### Required work
Which lines of the data below contain the word "this"? Pull out each of them and copy it in full.

### Exercise material
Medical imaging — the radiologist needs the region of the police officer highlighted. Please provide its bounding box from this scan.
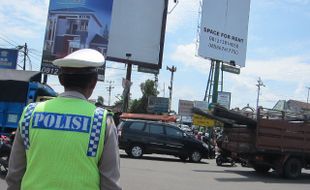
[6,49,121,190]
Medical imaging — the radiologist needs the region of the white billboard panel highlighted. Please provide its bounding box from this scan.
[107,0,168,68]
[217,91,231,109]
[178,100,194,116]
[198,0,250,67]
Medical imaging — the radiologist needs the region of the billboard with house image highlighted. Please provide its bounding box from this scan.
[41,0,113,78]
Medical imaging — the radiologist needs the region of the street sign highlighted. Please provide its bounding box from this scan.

--

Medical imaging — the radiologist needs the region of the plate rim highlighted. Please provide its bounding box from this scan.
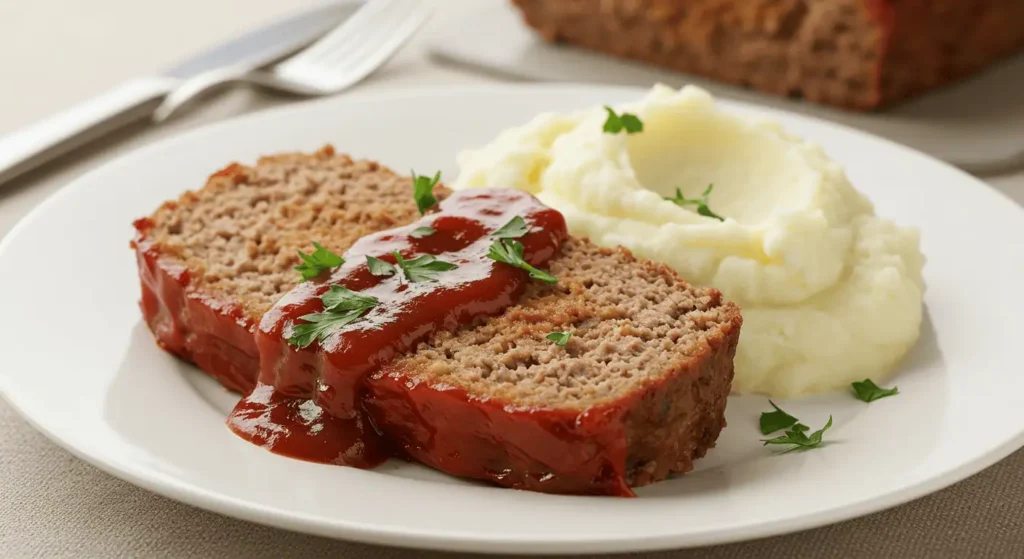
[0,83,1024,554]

### Response to the exercise
Medical imaging — the radiologist needs the region of the police officer highlighted. Please provide its bounding box from this scan.
Medical imaging — the radiologist needs the region of the white billboard panel highlighted. Please provide its bounding box from this scan.
Medical imaging — the radiologist needs the region of the billboard with house image highlighted. Please provide its bounding box from this scan.
Medical imaging — the radiologist needs the region of the street sign highlighted. Please provide its bounding box from this scan.
Medical imaging — the radiologist needs the region of the plate rim highlighted. Please provide its bounding box from this scan.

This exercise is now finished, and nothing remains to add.